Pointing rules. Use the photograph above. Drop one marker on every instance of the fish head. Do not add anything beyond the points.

...

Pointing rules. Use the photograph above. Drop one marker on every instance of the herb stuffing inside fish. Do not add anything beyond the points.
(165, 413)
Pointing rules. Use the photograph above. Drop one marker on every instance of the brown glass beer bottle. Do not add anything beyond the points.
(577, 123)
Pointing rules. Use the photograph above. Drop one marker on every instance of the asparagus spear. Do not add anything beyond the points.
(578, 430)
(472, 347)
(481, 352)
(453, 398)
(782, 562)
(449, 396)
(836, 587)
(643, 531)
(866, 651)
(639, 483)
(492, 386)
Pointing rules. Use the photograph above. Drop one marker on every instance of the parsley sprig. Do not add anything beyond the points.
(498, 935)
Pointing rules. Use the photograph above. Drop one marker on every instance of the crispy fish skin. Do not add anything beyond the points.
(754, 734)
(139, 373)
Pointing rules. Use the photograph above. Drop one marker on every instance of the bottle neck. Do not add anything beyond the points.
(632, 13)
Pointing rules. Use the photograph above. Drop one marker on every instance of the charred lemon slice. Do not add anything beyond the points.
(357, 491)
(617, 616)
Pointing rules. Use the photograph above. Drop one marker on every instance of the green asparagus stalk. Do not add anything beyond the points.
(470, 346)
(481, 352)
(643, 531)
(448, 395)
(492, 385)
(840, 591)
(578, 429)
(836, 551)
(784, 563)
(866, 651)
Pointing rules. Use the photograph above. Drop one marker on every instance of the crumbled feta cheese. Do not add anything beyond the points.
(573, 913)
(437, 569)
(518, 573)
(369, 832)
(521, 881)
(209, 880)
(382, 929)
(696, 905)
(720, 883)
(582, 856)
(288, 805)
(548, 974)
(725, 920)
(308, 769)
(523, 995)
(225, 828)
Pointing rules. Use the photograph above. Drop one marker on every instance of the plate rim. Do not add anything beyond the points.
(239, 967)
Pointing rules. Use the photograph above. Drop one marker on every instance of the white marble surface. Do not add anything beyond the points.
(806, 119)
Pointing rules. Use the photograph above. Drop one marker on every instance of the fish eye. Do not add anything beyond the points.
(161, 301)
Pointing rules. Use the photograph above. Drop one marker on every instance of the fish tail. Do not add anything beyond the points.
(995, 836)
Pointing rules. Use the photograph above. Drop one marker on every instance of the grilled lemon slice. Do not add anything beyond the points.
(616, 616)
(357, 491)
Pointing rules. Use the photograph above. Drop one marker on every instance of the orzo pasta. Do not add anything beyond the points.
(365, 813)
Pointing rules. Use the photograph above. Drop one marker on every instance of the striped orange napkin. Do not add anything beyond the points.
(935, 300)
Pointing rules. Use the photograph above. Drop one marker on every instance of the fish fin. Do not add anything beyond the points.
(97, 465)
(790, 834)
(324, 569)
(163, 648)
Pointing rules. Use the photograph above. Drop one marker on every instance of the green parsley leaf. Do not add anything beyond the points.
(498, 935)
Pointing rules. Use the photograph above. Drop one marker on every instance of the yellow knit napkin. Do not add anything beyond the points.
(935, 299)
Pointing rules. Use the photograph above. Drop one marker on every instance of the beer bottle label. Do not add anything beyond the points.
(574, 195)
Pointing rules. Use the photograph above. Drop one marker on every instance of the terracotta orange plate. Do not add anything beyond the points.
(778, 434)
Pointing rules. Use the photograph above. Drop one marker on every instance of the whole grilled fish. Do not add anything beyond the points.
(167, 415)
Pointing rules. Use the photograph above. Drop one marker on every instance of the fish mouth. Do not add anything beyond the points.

• Task to complete
Copy every line of the records that contains the word "plate", matching case exactly.

• Solution for this exercise
Pointing rules. Use the photograph above. Drop one marker on every instance of the plate rim. Do not add anything beyond the points.
Pointing rules. Use the photograph above. Drop one marker on every instance of the terracotta orange plate. Do not add anything beyond the points.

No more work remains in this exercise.